SUPPLIED ENTRIES.

* Begin *

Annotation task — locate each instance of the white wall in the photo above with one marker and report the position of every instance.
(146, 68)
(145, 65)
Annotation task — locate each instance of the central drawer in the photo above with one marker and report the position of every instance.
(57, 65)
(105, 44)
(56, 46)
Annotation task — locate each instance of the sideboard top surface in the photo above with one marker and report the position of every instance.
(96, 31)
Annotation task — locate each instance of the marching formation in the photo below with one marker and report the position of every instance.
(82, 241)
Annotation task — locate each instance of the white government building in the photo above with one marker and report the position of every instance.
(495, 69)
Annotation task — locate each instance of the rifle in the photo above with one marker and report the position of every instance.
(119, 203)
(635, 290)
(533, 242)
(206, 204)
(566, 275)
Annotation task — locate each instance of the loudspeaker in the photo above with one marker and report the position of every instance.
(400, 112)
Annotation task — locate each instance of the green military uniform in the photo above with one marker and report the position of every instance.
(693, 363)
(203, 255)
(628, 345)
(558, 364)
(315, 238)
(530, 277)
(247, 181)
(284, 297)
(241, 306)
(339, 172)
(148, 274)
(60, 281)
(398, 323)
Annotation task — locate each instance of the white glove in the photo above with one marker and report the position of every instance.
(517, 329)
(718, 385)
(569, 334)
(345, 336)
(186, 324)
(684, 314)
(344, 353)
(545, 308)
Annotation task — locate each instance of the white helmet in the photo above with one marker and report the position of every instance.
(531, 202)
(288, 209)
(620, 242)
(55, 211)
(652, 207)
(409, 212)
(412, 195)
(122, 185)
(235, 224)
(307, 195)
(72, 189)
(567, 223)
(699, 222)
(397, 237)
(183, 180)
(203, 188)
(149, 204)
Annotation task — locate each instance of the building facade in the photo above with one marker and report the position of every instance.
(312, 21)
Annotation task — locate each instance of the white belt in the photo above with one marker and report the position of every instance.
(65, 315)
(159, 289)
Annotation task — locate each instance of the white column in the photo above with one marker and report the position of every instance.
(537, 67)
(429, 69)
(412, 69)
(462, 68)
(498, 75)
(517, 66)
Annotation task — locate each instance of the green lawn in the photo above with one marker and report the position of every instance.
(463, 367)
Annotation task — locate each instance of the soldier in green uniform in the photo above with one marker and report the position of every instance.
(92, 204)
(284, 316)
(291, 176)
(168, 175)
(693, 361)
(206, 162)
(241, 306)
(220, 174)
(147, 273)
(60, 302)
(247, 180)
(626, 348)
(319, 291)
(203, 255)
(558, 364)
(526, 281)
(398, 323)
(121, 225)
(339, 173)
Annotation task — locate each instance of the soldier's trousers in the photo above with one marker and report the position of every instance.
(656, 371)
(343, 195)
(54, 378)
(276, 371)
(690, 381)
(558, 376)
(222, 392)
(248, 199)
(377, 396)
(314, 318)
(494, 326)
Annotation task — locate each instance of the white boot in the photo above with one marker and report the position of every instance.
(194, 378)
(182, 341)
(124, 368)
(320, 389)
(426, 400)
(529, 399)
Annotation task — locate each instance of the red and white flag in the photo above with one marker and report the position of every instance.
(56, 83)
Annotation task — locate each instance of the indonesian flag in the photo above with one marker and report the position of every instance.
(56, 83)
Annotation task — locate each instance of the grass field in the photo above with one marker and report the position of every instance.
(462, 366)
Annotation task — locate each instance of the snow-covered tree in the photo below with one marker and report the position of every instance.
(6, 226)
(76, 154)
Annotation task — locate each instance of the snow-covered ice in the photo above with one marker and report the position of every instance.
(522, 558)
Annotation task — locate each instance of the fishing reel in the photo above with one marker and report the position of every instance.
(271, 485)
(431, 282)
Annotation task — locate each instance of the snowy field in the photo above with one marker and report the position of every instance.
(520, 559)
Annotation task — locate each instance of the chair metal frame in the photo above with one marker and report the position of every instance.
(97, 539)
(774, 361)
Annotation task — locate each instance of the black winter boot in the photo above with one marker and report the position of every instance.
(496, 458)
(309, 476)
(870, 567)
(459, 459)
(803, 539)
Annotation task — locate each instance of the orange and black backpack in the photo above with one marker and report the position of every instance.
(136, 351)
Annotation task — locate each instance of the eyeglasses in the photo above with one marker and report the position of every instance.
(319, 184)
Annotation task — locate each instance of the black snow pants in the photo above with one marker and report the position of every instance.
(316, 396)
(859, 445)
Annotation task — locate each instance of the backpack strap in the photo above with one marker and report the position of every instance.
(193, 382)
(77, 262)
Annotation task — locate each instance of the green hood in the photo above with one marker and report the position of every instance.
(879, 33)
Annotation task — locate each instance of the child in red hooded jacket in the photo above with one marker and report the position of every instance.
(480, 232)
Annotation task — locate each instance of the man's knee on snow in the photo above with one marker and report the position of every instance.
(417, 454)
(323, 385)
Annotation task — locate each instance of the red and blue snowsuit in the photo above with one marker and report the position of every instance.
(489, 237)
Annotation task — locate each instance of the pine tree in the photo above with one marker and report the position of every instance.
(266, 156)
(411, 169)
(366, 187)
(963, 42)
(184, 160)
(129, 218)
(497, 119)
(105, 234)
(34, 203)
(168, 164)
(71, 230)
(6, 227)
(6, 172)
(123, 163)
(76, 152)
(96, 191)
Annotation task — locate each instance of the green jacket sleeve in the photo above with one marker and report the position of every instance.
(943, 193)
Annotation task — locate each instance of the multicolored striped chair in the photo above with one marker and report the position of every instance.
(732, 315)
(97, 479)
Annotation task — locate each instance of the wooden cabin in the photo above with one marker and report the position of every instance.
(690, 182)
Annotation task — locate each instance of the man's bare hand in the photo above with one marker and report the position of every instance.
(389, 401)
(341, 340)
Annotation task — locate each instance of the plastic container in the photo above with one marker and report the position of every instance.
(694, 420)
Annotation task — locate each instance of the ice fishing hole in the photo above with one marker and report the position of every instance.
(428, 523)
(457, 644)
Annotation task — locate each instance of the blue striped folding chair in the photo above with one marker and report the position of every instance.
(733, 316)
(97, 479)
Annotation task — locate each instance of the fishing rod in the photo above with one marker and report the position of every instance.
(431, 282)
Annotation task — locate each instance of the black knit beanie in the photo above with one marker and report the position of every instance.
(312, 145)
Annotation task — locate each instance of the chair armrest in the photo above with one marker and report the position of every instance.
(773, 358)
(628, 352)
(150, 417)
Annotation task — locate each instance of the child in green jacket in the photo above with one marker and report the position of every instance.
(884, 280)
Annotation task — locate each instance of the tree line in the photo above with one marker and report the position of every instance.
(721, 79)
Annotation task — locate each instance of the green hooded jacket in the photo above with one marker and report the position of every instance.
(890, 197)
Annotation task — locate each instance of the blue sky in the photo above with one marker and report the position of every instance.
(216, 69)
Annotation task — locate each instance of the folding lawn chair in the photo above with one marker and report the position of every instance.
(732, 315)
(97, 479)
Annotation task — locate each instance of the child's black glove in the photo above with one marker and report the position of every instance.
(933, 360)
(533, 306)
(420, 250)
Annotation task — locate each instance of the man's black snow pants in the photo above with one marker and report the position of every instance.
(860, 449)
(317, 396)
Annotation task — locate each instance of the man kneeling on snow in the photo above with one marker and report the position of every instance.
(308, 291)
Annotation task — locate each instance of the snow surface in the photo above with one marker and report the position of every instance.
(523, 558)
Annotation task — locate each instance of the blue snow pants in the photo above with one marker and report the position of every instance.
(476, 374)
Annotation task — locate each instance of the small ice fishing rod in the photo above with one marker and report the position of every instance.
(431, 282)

* End *

THE REQUEST. The lines to reproduce run from the one that contains "Annotation task — locate each instance of the child in green" through the last line above; copy them exactly.

FINAL ANSWER.
Annotation task — locate each instance of the child in green jacket in the photo above with one marker and report the position of every instance.
(884, 280)
Annotation task — locate each instance of the tree line in the photo above with one marker and report the position of every instance.
(721, 79)
Annotation task — locate each instance of the green hooded jacket in the photo above with one marker and report the position of every instance.
(890, 197)
Annotation task — locate each instance of the blue sky in the photo above with one marker and report the position of every instance.
(216, 69)
Annotation task — locate each instance of the folding lawn chair in the photo above with one marker and report the position of every instance.
(732, 315)
(97, 479)
Annotation task — locate each instance of the child's black glove in the photo above with one marker and report the position of every instance.
(933, 360)
(533, 306)
(420, 250)
Annotation task — locate each instance of the man's black snow pants in the photo above with one marker and report the position of every instance.
(860, 449)
(317, 396)
Annotation task — locate each instance of the man kneeling on snow in the photo above with one marker and report the position of every instance.
(308, 291)
Annotation task — locate each instance of the snow surface in the photo above with one marker and report the position of every instance.
(523, 558)
Annotation task — locate each instance of the blue snow pants in the photo above with one marker and report the position of every instance.
(476, 374)
Annotation task — locate each instance of the small ice fishing rod in the photo above with one marker and report the position of every instance.
(431, 282)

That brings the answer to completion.